## WORK REQUEST:
Return every record below exactly.

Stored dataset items
▽

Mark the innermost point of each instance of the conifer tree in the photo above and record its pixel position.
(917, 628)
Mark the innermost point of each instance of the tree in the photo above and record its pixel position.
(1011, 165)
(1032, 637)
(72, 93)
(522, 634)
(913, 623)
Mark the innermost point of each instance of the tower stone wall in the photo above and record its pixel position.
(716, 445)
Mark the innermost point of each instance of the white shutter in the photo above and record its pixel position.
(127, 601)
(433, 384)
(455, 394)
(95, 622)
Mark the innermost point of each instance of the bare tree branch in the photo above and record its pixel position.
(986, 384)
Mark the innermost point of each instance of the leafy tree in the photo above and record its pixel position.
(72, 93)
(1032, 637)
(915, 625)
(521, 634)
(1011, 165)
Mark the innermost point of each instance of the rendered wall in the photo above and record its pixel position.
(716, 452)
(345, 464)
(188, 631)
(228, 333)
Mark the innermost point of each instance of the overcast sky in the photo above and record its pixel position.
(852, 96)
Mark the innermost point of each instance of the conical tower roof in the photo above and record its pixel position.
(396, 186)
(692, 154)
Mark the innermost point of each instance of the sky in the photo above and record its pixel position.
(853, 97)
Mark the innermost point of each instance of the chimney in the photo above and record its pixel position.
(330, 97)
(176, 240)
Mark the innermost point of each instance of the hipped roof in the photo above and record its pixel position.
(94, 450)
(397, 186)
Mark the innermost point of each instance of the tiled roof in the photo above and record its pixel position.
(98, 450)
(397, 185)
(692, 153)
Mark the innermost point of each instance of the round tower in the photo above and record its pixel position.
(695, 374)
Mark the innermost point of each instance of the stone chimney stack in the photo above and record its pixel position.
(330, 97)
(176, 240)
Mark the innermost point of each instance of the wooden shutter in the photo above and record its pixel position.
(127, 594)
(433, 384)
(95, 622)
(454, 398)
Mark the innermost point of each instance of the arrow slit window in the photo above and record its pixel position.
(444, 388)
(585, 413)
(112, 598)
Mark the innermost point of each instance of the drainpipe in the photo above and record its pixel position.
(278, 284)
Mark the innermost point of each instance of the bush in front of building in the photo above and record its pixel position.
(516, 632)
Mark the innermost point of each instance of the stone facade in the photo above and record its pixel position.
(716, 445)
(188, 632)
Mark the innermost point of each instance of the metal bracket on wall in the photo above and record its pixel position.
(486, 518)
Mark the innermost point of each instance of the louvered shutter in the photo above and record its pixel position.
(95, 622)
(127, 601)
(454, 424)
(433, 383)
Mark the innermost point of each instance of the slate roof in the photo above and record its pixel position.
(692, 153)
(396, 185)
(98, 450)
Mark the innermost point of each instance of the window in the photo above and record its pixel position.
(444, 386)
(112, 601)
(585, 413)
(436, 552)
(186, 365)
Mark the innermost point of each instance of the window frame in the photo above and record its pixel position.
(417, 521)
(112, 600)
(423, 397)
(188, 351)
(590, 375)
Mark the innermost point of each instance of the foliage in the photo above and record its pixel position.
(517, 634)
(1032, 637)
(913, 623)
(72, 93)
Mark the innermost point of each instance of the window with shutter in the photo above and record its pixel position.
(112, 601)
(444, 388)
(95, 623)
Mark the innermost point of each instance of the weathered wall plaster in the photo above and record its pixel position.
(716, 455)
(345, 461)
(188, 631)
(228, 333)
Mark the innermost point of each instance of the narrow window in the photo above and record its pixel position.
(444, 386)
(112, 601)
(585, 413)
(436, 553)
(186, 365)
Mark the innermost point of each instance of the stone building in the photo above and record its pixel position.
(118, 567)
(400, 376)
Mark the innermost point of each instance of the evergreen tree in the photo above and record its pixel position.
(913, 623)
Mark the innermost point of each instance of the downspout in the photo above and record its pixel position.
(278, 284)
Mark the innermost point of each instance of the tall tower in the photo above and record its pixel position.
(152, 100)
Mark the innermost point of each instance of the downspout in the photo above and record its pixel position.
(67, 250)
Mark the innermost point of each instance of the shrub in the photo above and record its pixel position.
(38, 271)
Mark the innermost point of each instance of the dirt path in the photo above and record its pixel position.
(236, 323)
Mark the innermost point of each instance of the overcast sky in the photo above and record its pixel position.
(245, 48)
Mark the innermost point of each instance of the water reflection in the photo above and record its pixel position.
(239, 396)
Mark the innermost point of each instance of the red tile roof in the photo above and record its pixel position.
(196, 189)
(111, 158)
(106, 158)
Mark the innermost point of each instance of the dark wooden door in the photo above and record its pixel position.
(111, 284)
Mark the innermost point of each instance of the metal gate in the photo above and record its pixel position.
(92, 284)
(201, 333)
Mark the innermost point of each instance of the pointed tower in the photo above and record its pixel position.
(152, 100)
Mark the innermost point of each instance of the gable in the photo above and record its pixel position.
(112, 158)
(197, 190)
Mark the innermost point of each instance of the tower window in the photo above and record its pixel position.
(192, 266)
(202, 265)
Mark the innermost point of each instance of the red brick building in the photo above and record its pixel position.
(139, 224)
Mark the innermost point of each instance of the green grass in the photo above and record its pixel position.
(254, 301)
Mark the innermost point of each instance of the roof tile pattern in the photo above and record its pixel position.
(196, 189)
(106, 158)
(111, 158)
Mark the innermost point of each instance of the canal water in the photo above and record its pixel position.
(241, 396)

△

## SOLUTION TO THE PROBLEM:
Mark the innermost point of each instance of the conifer tree in the photo above and record its pixel position.
(917, 628)
Mark the innermost point of each instance of the tree in the photo above and record its pixel position.
(1011, 165)
(1032, 637)
(72, 93)
(522, 634)
(913, 623)
Mark the innermost point of each instance of the tower stone wall in the photo above and record its pixel position.
(716, 445)
Mark the innermost point of each instance of the white shutter in the photo above and record its pixel position.
(127, 601)
(433, 384)
(455, 394)
(95, 622)
Mark the innermost point of each instance of the bare tree branch in the photo above and record its pixel position.
(986, 384)
Mark the innermost point of each instance of the leafy tree in the photo above and record its pixel position.
(72, 93)
(1032, 637)
(915, 625)
(521, 634)
(1011, 165)
Mark the innermost point of each instance of the rendered wall in the photo above and record its pixel position.
(716, 452)
(345, 464)
(188, 631)
(228, 333)
Mark the innermost point of each instance of the overcast sky in the photo above and record its pixel position.
(852, 96)
Mark the innermost point of each instance of the conical tower roof in the photo above and record its pixel position.
(396, 186)
(692, 154)
Mark the innermost point of each instance of the sky in the photo above and record its pixel position.
(853, 97)
Mark the innermost point of each instance of the chimney in the photo above and record its pixel position.
(330, 97)
(176, 240)
Mark the innermost point of each instance of the hipped roof in the photo above and record its pixel position.
(94, 450)
(397, 186)
Mark the innermost point of each instance of the tiled roof in the photo above and record its pixel position.
(98, 450)
(397, 185)
(692, 153)
Mark the innermost point of each instance of the round tower in the photo above and record its pixel position.
(695, 374)
Mark the innermost point of each instance of the stone chimney stack in the photo above and record its pixel position.
(330, 97)
(176, 240)
Mark the innermost point of each instance of the wooden shutter in the photo above and record its pixel position.
(127, 594)
(433, 384)
(95, 622)
(454, 398)
Mark the innermost point of each instance of the arrow slit window in the photo above and record its pixel position.
(444, 388)
(585, 413)
(112, 598)
Mark the innermost point of each instance of the drainpipe in the photo above and record its pixel position.
(278, 284)
Mark the innermost point of each instance of the bush in front of building in the photo above and record its pixel position.
(516, 632)
Mark the innermost point of each instance of the stone facade in the photo above and record its pixel position.
(716, 445)
(188, 632)
Mark the innermost point of each instance of the metal bracket on wall in the photo above and record its pixel position.
(486, 518)
Mark the innermost point of each instance of the louvered shutter in the photo above and record its pixel position.
(95, 622)
(127, 601)
(454, 424)
(433, 383)
Mark the innermost point of each instance of the slate roof in the photo above and record its pixel position.
(692, 153)
(396, 185)
(98, 450)
Mark the innermost point of each instance of the window in the photo above and record its pixel position.
(444, 386)
(112, 601)
(585, 413)
(436, 552)
(186, 365)
Mark the innermost point of each instance of the window frame in the photo above and record its pixel position.
(417, 521)
(112, 600)
(423, 397)
(188, 351)
(590, 375)
Mark the innermost point of each instance of the foliage in the photo above and record its pixel position.
(517, 634)
(1032, 637)
(913, 623)
(72, 93)
Mark the innermost point of each instance of the window with shutter in the photo above and record its pixel position.
(112, 601)
(444, 388)
(95, 623)
Mark the innermost point of each instance of the weathered wall plaster in the photo above and record its pixel position.
(716, 455)
(345, 461)
(188, 631)
(228, 333)
Mark the innermost point of each instance of the narrow window in the photo above and record its pixel position.
(444, 386)
(112, 601)
(585, 413)
(436, 553)
(186, 365)
Mark the innermost point of each instance of the stone building in the photo above and record its pixel position.
(118, 567)
(400, 376)
Mark the innermost point of each instance of the evergreen tree in the photo above and record its pixel position.
(913, 623)
Mark the innermost point of each instance of the downspout in the photo above and record its pixel position.
(278, 284)
Mark the innermost point of each instance of the tall tower in the photo above and record its pixel position.
(152, 100)
Mark the innermost point of each instance of the downspout in the photo above and record its pixel position.
(67, 250)
Mark the innermost point of each instance of the shrub in the photo above and record its pixel position.
(38, 271)
Mark the innermost point of each instance of the dirt path in the photo above and record its pixel position.
(236, 323)
Mark the innermost point of each instance of the overcast sky in the photo above and record its pixel position.
(245, 48)
Mark the innermost point of each instance of the water reflection in the photo above and record its pixel position.
(239, 396)
Mark the innermost point of each instance of the red tile roof in the photo above and record its pixel position.
(196, 189)
(111, 158)
(106, 158)
Mark the innermost point of each instance of the dark wooden door in the photo above and record its pixel position.
(111, 284)
Mark the innermost point of each instance of the metal gate in the photo above and record its pixel position.
(92, 284)
(201, 333)
Mark the innermost point of each instance of the pointed tower in the photo above and record its pixel position.
(152, 100)
Mark the innermost point of each instance of the gable in the photo above and record its pixel position.
(112, 158)
(197, 190)
Mark the innermost point of each instance of the tower window in the photo above and record its pixel position.
(192, 266)
(202, 265)
Mark the innermost point of each instance of the red brick building in the photo above and record its pixel position.
(139, 224)
Mark the innermost point of each instance of the green grass in the photo above and record its pixel position.
(254, 301)
Mark the innermost point of each instance of the roof tile pattern in the photo above and record its pixel position.
(196, 189)
(106, 158)
(111, 158)
Mark the innermost point of each instance of the canal water in the photo above and record its pixel position.
(241, 396)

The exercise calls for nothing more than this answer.